** Objective **
Can you put every line of the records below into a Markdown table with the columns No. and Line, skipping blank lines and leaving the pictures out?

** Input **
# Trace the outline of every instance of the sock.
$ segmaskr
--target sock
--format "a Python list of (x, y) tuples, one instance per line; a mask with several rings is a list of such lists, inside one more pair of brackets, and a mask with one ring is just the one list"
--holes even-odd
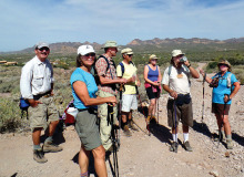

** Full output **
| No. | Line |
|---|---|
| 1 | # Trace the outline of every instance of the sock. |
| 2 | $ segmaskr |
| 3 | --target sock |
| 4 | --format "a Python list of (x, y) tuples, one instance per line; a mask with several rings is a list of such lists, inside one more pair of brackets, and a mask with one ring is just the one list" |
| 5 | --holes even-odd |